● **Exercise brief**:
Your task is to output the data exactly as it stands.

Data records

========================================

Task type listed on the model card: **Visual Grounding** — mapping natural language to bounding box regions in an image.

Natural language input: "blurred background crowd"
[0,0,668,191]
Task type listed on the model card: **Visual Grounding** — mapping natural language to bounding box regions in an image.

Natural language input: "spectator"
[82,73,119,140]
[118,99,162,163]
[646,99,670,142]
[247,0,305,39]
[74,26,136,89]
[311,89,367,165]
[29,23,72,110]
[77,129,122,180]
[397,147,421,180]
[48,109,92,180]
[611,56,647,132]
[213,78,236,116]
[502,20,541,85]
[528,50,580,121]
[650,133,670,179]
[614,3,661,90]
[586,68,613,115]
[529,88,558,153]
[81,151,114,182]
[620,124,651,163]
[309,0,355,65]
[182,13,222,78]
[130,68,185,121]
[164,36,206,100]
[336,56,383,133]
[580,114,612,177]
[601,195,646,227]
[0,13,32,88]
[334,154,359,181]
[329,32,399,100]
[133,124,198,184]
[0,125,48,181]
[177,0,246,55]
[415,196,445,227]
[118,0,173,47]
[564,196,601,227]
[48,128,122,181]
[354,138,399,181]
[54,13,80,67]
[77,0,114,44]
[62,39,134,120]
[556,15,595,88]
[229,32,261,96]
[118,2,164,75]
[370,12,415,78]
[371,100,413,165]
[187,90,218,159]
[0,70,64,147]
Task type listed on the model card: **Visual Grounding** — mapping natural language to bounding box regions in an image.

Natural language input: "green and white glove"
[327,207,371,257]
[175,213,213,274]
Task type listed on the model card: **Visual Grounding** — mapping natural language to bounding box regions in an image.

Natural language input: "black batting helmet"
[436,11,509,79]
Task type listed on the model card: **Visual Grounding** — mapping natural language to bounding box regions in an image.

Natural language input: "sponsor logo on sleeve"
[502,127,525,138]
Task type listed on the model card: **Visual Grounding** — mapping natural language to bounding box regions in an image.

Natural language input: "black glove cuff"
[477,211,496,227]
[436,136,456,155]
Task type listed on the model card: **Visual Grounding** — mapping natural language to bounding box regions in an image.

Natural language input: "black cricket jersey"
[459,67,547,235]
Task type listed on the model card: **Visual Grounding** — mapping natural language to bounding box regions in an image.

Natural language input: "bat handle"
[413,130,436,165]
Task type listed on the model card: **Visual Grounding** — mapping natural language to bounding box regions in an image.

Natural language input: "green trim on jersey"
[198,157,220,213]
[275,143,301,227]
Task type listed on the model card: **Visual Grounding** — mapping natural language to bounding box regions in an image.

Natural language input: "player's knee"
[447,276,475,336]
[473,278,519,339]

========================================

● **Output for this exercise**:
Task type listed on the model card: **Visual Grounding** — mapping natural language to bounding box regions in an image.

Natural language input: "blurred background crowd"
[0,0,668,191]
Task type listed on the model card: **Visual Grounding** — mapping natural language to bounding box regions in an image.

Natural language input: "spectator"
[82,73,119,140]
[118,99,162,163]
[646,99,670,142]
[247,0,305,39]
[74,26,136,89]
[311,89,367,165]
[29,23,72,110]
[77,129,122,180]
[397,147,421,180]
[48,109,92,180]
[611,56,647,132]
[213,78,236,116]
[502,20,541,85]
[528,50,580,121]
[650,133,670,179]
[614,3,661,90]
[586,68,613,115]
[529,88,558,153]
[81,151,114,182]
[620,124,651,163]
[309,0,355,65]
[182,13,222,78]
[130,68,185,121]
[164,36,206,100]
[336,56,383,133]
[580,114,612,177]
[601,195,646,227]
[0,13,32,88]
[334,154,359,181]
[329,32,399,100]
[133,124,198,184]
[0,125,48,181]
[177,0,246,55]
[415,196,445,227]
[118,0,173,47]
[564,196,601,227]
[48,128,122,181]
[354,138,399,181]
[54,13,80,67]
[77,0,114,44]
[62,39,134,120]
[556,15,595,88]
[229,32,261,96]
[118,2,164,75]
[370,12,415,78]
[371,100,413,165]
[187,90,218,159]
[0,70,64,147]
Task type listed on the model card: **Visual Grounding** — mapping natural language to bounding box regions in an image.

Natural language input: "green and white glove"
[327,207,371,257]
[175,213,213,274]
Task type listed on the model card: **Visual Grounding** — mapping natural language to bounding box regions in an image.

Natural language input: "black batting helmet"
[436,11,509,79]
Task type listed on the model card: **Visual Grounding** — mapping natural language to bounding box regions in an image.

Natural language input: "sponsor logo on sleeve"
[502,127,525,138]
Task type listed on the model card: **Visual Grounding** — mapping natural language to bounding box regions in an image.

Natural language input: "black glove cuff"
[477,211,496,227]
[436,136,456,155]
Task type listed on the model card: **Visual Grounding** — mapping natural language to bounding box regions in an image.

Natural language input: "black cricket jersey"
[459,67,547,235]
Task type listed on the model card: **Visual Grounding** — mapping natural language to bounding box regions in an image.

Natural language input: "bat handle"
[413,130,436,165]
Task type listed on the model card: **Visual Grounding** — mapping natural language to bounding box regions in an image.

Natural language input: "green trim on jersey"
[198,157,220,213]
[275,143,301,227]
Task type listed on the model card: **Visual Grounding** — mapping natural language to bounding box regions in an image.

Natural language input: "player's knee"
[447,276,475,336]
[473,278,519,339]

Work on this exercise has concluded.